*Work instructions*
Please copy out, unchanged, the lines of the entries below running from the line containing "the toy model" through the last line of the entries.

*Pointing and labeling entries*

--- START ---

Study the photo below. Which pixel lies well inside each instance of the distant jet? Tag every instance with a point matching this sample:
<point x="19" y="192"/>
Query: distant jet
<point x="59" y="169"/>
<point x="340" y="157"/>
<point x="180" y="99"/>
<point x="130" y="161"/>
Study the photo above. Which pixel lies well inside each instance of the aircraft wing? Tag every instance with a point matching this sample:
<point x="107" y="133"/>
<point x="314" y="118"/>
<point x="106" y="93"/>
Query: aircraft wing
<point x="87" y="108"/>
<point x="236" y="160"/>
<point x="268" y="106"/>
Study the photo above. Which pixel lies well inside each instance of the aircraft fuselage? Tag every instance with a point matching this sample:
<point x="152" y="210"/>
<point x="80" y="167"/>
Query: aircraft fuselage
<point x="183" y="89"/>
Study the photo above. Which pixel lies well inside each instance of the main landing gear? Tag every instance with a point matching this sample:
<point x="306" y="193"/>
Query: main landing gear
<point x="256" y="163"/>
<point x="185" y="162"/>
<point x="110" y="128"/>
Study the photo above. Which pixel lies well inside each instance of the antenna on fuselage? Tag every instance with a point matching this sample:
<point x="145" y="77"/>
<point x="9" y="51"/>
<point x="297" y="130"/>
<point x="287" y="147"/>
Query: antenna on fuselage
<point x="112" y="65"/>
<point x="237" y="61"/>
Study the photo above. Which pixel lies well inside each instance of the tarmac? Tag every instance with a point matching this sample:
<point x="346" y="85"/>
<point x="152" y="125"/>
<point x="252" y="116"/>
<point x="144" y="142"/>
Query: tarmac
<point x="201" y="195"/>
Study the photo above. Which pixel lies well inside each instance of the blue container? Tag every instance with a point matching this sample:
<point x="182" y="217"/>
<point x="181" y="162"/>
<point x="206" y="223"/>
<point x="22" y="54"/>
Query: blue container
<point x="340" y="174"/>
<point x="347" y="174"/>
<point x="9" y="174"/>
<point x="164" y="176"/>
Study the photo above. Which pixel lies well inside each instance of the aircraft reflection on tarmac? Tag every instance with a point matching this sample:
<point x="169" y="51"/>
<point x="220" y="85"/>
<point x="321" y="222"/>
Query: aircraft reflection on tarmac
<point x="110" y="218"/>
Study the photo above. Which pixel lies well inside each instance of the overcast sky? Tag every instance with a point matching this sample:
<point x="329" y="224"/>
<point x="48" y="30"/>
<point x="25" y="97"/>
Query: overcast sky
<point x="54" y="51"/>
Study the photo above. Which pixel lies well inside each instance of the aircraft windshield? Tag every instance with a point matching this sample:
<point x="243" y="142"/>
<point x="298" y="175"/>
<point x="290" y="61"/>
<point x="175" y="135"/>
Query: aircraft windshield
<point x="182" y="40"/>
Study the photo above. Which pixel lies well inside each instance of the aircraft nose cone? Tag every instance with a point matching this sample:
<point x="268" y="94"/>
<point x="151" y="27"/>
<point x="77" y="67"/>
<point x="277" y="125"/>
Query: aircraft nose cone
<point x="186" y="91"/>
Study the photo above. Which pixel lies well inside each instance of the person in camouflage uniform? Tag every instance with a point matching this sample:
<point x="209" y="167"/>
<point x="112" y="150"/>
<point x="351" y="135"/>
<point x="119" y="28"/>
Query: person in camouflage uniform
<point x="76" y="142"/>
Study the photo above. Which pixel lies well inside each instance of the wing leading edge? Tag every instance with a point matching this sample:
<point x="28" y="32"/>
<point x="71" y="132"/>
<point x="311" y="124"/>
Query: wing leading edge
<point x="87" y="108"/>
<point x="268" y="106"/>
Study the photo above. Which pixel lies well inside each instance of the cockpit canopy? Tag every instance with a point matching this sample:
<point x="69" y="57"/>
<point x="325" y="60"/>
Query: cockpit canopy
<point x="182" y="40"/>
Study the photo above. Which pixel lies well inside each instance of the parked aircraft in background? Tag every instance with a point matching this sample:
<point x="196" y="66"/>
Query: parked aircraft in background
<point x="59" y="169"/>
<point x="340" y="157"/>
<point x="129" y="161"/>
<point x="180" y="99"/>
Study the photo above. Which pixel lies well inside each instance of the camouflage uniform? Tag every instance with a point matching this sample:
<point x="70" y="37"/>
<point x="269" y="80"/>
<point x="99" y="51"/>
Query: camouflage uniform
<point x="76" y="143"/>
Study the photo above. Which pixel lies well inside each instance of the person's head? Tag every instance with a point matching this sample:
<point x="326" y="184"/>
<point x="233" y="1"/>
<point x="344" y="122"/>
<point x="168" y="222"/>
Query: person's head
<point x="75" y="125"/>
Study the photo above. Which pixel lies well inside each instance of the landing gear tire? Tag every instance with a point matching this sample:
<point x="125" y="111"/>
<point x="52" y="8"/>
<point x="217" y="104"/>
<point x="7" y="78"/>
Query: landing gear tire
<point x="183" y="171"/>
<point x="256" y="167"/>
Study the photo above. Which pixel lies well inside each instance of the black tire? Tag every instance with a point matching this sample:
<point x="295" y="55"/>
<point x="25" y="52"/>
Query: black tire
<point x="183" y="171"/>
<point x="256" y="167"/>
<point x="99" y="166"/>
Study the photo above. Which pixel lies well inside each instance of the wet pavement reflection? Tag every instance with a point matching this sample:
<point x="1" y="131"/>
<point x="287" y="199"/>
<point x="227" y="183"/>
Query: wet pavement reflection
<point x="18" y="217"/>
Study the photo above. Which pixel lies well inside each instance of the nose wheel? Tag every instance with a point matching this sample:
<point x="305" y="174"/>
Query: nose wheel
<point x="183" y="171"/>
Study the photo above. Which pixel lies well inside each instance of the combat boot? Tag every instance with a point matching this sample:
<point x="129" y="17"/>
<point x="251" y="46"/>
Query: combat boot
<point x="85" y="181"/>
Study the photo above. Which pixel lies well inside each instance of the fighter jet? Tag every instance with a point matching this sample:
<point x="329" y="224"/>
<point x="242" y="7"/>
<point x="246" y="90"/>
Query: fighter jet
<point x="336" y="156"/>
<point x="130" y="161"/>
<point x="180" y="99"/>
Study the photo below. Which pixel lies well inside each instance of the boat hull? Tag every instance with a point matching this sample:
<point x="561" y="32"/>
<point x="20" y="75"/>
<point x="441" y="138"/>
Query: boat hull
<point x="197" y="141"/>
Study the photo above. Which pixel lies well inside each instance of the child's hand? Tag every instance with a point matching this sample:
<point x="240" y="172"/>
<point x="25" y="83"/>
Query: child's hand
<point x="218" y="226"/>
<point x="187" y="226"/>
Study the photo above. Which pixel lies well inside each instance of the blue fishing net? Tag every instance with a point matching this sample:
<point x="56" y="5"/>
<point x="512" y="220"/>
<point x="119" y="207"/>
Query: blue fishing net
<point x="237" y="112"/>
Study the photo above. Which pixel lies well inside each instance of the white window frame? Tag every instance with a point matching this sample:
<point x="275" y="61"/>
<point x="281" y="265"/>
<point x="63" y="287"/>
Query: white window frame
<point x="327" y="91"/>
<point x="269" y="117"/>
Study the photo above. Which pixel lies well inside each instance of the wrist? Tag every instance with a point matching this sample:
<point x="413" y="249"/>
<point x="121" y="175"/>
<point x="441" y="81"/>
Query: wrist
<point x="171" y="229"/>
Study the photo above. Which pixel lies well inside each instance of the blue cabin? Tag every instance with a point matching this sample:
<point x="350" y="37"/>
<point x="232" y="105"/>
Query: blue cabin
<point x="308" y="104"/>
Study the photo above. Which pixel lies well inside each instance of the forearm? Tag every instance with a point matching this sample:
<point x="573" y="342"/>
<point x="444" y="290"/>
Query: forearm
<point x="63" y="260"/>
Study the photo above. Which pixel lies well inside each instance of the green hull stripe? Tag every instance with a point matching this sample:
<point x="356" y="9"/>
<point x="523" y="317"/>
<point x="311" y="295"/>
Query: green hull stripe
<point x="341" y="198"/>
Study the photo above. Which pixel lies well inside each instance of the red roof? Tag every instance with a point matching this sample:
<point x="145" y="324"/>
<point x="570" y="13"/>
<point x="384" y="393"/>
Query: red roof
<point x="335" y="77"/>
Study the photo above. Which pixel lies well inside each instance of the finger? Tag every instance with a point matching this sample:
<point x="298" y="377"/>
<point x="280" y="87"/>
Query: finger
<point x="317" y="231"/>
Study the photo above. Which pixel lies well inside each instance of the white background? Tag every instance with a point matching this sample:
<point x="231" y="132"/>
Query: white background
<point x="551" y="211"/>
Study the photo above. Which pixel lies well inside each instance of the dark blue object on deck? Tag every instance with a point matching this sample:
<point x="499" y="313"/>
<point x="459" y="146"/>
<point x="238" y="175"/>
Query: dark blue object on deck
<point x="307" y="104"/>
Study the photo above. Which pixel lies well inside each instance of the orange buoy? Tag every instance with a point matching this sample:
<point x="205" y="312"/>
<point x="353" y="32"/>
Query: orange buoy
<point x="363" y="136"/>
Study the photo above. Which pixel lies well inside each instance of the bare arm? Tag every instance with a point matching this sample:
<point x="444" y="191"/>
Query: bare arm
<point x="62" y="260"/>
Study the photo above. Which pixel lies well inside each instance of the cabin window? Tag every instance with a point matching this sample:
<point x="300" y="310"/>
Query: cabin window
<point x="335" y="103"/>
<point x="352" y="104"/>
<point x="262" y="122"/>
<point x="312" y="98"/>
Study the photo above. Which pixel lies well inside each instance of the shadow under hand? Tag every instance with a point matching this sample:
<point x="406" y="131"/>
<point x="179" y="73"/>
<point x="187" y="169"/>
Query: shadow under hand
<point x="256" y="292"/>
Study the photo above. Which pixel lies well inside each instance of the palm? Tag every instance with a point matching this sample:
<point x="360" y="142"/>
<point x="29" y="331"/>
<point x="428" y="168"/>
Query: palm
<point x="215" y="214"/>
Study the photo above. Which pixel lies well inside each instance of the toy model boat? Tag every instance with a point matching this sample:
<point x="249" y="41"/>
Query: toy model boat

--- END ---

*The response*
Study the photo above. Which pixel lies well inside each instance of the toy model boat? Tag every instance with a point matching this sample:
<point x="249" y="41"/>
Query: toy model boat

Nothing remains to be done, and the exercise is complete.